◆ Source passage ◆
**********
ML P3: Infrastructure Foundation

Project

Client: Emeka Okafor, Head of Customer Retention, Tunde Mobile (Lagos, Nigeria) What you're building: Reliability infrastructure for the churn prediction API from P2. Input validation, health checks, model versioning, structured error responses, experiment tracking as infrastructure, and reproducibility guarantees.

Tech Stack

Python 3.11+
FastAPI + uvicorn (serving)
Pydantic (input validation)
MLflow (experiment tracking)
scikit-learn (model -- already trained, you're adding infrastructure around it)
joblib (model serialization)
Git/GitHub (version control)

File Structure

materials/
  CLAUDE.md          -- this file
  emeka-reliability.md -- Emeka's email about the API outage
  tickets.md         -- work breakdown (13 tickets in 4 groups)
  api-baseline/      -- starting API code from P2
    app.py           -- basic FastAPI endpoint (no validation, no health check)
    model.pkl        -- trained churn model
    requirements.txt -- unpinned dependencies (to be fixed)
    data_profile.json -- training data ranges for validation boundaries

Tickets

T-01: Add Pydantic input validation with training data ranges
T-02: Add structured error responses (JSON, not stack traces)
**********
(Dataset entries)
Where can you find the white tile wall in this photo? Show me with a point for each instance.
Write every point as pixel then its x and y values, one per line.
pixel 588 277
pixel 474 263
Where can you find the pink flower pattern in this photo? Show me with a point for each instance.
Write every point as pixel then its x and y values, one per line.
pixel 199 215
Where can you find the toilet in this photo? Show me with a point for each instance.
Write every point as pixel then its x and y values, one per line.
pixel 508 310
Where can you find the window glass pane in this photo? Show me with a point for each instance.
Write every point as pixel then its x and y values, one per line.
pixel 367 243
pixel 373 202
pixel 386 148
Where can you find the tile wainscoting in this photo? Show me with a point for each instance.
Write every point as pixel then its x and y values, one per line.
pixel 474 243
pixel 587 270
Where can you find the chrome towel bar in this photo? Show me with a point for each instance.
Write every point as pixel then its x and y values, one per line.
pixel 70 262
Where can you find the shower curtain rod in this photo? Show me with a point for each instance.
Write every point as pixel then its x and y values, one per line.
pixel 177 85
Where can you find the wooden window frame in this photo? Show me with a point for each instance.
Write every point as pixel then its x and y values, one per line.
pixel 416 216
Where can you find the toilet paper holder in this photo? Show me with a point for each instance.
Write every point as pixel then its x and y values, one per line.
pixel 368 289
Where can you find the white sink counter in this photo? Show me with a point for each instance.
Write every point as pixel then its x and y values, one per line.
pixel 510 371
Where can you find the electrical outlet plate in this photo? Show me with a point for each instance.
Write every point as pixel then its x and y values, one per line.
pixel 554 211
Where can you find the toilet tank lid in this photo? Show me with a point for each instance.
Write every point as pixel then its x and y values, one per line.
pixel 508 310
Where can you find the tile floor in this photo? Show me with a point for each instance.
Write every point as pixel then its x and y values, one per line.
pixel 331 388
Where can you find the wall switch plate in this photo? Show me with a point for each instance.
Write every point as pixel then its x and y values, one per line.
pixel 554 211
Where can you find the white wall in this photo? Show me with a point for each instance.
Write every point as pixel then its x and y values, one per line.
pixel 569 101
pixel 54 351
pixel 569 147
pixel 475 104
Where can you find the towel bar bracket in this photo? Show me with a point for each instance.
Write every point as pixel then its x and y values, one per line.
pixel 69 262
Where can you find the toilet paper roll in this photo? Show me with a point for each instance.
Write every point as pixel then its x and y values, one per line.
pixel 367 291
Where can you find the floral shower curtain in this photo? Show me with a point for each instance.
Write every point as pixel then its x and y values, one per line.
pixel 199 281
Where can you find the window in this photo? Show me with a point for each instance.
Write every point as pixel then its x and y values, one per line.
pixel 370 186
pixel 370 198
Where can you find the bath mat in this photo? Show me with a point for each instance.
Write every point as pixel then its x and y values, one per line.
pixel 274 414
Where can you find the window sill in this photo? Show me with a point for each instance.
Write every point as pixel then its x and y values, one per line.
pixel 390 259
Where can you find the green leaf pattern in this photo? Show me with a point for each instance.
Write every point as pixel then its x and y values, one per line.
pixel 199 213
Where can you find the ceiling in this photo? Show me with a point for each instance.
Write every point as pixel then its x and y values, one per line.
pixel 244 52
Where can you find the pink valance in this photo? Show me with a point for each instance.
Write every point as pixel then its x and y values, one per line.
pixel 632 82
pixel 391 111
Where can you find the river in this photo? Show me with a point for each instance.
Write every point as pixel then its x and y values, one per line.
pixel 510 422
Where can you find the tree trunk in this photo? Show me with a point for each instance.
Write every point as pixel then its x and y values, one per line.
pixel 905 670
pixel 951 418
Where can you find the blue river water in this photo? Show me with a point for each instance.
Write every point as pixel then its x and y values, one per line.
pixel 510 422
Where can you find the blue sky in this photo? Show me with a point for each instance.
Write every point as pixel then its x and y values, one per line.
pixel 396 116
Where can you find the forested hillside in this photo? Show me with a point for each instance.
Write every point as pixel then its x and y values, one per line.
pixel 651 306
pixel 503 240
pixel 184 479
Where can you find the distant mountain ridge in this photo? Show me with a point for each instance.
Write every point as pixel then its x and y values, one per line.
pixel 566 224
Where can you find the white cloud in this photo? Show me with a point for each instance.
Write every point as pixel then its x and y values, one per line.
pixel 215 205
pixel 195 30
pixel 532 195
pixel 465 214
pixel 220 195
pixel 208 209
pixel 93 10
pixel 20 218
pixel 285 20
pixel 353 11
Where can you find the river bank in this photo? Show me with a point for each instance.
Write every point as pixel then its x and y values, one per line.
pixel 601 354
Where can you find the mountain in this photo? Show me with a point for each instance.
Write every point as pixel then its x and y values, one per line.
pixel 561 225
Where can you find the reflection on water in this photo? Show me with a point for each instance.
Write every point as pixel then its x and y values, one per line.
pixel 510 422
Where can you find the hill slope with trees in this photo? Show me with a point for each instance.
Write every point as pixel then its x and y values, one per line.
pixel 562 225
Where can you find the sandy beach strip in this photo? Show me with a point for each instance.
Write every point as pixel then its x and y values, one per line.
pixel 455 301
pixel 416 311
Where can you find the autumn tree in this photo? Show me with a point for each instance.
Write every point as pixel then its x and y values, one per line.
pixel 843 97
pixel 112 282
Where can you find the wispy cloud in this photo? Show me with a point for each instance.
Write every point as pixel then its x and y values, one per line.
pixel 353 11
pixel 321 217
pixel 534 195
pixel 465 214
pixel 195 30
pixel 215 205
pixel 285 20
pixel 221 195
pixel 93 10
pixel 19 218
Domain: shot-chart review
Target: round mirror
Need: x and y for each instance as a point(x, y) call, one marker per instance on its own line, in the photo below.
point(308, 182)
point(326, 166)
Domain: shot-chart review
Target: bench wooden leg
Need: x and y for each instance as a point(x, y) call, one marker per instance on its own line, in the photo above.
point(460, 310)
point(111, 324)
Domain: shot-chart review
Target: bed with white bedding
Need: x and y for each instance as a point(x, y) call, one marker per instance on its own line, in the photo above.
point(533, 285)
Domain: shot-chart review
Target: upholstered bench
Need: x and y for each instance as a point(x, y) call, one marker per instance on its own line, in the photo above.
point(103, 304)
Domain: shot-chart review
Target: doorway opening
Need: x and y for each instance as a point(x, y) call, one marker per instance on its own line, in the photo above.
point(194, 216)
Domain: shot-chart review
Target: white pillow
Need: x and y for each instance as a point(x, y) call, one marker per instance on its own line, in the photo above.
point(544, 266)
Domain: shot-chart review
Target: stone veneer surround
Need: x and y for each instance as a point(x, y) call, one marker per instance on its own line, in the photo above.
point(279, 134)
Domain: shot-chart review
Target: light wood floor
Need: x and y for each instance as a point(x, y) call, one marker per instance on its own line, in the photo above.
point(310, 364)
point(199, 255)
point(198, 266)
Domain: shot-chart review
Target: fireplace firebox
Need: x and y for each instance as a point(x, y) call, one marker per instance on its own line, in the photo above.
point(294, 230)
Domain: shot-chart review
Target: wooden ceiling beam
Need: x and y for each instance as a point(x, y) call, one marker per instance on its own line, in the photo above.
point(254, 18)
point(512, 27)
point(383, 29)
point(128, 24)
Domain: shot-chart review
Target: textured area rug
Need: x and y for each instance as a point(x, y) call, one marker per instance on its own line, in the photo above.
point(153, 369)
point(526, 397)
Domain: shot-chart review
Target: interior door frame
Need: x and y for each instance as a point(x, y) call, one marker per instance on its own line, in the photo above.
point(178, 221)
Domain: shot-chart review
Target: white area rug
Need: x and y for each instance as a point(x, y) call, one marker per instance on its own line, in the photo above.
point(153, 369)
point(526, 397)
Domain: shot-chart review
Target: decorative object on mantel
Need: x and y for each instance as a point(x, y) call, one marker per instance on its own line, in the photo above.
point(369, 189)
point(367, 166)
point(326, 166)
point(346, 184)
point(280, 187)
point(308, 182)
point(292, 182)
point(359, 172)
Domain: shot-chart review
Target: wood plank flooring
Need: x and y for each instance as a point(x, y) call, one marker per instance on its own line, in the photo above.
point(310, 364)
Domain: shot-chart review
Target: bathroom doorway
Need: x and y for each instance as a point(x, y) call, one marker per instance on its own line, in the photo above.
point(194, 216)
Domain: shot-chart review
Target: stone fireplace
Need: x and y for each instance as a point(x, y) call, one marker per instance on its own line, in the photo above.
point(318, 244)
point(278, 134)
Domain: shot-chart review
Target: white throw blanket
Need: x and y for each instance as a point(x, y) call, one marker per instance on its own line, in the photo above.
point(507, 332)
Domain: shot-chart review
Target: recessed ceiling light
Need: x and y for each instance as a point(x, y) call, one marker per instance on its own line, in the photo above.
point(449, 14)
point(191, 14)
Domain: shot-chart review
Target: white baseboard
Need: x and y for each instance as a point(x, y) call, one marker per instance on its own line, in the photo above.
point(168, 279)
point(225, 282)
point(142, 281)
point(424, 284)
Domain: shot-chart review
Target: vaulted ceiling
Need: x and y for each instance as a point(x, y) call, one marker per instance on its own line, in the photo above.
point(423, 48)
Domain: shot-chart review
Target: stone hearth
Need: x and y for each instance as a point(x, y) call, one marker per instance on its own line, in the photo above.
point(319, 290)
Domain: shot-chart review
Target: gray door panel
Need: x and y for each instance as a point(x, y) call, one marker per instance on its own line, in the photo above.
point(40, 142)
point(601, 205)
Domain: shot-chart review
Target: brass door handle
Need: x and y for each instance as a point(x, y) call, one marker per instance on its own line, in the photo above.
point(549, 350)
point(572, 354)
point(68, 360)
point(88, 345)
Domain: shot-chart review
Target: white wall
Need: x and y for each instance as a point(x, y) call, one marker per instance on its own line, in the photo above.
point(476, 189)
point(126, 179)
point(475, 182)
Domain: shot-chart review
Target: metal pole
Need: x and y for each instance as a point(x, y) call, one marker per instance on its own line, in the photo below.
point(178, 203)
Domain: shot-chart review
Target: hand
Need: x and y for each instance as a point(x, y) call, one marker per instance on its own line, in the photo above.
**********
◆ About this task ◆
Continue the ML P3 infrastructure brief from its final ticket line onward.

◆ Response area ◆
T-03: Test validation with valid, boundary, and invalid inputs
T-04: Add health check endpoint that verifies model is loaded
T-05: Add model versioning to prediction responses
T-06: Test health check by simulating model absence
T-07: Set up MLflow experiment with structured logging
T-08: Verify MLflow logs actual variable values (not hardcoded)
T-09: Run controlled experiment with two model variants
T-10: Compare experiments in MLflow UI
T-11: Add random seeds for all random operations
T-12: Pin all library versions in requirements.txt
T-13: Verify reproducibility (same config twice gives identical results)

Verification Targets

Out-of-range input returns 422 with structured JSON error naming the field and valid range
Valid input returns 200 with prediction, probability, and model_version
/health endpoint reports model load status; returns unhealthy when model file is removed
MLflow shows experiment runs with parameters and metrics (no hardcoded values)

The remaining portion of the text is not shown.